* _DIRECTIONS FOR THIS TASK_
Which lines come from the start of the records through the line that holds "through window in the image above."? Write them out word for word.

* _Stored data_
************

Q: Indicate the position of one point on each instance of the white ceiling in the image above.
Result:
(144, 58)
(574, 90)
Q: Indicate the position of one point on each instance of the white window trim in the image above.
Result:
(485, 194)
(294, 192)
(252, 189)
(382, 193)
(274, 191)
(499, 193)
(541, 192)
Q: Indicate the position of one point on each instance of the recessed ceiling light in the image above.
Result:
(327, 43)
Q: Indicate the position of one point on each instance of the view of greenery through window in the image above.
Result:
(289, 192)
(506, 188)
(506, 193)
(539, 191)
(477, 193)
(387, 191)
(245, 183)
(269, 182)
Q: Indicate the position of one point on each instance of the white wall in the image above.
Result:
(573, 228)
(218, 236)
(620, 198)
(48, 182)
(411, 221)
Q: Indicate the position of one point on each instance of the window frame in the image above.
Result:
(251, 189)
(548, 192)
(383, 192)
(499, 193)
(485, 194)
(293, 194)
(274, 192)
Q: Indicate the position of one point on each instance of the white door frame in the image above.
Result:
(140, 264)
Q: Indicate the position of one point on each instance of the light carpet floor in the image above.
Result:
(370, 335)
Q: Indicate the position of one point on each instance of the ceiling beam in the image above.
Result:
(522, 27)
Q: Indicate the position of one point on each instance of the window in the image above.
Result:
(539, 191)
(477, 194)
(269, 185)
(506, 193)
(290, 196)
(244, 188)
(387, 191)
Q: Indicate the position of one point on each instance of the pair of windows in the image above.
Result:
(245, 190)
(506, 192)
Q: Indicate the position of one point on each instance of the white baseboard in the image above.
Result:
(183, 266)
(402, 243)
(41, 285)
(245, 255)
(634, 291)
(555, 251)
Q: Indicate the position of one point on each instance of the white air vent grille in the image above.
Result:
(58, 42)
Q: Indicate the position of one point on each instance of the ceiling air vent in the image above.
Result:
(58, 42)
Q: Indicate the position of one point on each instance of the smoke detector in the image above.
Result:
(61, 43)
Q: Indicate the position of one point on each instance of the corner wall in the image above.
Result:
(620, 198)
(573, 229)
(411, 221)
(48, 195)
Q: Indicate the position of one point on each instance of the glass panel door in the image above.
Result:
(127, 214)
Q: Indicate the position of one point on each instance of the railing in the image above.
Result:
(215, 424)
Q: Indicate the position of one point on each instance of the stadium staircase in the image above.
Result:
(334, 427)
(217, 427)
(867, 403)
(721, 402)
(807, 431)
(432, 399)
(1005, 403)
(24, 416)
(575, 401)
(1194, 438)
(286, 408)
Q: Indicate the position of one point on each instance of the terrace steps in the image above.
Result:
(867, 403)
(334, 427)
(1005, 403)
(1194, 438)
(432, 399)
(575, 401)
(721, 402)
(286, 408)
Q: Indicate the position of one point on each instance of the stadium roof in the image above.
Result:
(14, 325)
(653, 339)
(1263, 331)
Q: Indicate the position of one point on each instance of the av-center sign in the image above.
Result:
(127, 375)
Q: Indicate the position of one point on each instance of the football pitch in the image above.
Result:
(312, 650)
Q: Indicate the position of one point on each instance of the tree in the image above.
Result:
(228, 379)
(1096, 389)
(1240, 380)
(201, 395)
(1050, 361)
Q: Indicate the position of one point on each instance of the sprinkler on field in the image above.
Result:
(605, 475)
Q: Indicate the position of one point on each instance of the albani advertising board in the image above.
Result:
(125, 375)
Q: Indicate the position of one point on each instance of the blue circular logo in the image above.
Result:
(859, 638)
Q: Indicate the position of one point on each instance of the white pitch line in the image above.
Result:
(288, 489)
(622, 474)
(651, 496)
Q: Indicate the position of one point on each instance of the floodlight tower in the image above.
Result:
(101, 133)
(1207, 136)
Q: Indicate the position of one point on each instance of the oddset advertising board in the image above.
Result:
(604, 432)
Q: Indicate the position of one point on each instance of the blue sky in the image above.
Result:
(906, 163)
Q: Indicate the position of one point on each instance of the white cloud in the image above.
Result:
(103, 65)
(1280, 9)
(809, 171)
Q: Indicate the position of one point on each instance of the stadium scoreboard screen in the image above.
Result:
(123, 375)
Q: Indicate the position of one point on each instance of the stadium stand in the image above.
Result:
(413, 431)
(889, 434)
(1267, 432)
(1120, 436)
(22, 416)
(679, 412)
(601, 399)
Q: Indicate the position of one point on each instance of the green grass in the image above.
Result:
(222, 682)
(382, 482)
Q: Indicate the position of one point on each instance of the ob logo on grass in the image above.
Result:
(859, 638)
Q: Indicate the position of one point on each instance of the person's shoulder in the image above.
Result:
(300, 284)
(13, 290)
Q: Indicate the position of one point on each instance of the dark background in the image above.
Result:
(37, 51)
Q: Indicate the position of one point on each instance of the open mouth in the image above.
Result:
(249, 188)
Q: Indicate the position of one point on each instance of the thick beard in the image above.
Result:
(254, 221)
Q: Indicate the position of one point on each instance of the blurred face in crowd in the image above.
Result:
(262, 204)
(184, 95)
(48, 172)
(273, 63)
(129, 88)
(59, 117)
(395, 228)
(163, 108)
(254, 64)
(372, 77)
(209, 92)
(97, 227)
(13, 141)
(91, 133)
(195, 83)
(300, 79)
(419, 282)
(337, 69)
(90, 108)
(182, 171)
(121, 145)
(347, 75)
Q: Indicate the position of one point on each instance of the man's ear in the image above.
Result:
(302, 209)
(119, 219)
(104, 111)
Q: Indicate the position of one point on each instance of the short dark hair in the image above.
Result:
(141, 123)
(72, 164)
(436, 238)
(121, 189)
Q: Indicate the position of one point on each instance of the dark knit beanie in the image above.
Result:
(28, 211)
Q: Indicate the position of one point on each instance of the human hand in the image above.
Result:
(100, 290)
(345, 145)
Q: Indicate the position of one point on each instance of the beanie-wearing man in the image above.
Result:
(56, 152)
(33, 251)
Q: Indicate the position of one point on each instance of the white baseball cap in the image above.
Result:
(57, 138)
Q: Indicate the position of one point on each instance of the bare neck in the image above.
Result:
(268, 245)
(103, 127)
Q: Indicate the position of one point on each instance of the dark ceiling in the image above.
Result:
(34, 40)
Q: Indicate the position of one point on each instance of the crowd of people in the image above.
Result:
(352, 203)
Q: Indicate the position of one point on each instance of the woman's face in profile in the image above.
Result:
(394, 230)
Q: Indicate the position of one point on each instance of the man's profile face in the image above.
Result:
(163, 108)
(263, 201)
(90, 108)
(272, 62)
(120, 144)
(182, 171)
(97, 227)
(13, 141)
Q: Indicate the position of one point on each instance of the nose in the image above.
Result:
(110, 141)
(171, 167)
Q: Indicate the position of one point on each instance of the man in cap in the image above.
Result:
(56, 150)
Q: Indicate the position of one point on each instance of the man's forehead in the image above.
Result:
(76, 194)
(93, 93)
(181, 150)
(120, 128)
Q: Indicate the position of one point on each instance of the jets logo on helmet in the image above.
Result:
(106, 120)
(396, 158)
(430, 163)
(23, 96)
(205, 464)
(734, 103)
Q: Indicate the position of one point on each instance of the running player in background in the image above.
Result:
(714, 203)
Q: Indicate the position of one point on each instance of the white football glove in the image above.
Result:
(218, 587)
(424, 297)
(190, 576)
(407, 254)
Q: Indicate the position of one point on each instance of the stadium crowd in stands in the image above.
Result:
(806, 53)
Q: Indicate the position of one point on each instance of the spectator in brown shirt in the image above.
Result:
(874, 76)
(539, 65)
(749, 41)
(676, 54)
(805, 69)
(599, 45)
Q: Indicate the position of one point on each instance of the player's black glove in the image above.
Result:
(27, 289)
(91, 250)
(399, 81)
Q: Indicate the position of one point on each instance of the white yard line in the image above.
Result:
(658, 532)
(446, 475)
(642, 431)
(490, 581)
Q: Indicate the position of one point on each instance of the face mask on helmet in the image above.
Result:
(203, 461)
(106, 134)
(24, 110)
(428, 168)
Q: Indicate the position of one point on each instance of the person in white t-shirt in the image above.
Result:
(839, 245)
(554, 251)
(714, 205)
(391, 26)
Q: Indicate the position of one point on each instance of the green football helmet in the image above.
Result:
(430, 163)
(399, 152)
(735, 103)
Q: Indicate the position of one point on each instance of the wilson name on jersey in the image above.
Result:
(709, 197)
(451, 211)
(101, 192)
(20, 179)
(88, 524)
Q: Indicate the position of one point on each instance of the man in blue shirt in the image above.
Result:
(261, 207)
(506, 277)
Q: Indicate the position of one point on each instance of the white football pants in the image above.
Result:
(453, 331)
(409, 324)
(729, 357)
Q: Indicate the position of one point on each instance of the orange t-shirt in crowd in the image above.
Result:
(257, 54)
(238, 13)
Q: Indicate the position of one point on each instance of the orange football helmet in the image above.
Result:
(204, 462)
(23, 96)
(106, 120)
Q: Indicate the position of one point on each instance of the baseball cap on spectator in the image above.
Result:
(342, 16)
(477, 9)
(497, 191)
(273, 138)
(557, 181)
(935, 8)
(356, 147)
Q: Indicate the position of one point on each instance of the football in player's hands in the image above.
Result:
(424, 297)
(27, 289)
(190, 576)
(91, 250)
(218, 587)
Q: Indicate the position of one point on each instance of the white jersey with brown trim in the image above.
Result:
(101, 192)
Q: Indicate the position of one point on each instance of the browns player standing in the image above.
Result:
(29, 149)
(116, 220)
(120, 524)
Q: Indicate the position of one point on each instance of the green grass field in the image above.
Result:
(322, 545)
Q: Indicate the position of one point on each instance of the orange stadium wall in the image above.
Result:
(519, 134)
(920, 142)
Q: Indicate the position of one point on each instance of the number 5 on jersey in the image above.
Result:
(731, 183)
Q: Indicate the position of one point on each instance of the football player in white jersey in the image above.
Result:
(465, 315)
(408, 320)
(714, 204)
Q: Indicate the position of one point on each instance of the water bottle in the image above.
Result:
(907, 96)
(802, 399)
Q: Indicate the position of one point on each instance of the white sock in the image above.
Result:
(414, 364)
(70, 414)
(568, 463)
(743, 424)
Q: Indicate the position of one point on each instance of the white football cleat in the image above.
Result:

************

* _YOUR SOLUTION_
Q: Indicate the position of one point on each instance of the white ceiling in the image above.
Result:
(144, 58)
(574, 90)
Q: Indicate the position of one point on each instance of the white window trim in the image above.
Result:
(485, 194)
(294, 192)
(252, 189)
(382, 193)
(274, 191)
(499, 193)
(541, 192)
Q: Indicate the position of one point on each instance of the recessed ceiling light in the image above.
Result:
(327, 43)
Q: Indicate the position of one point on each instance of the view of greenery through window in the image above.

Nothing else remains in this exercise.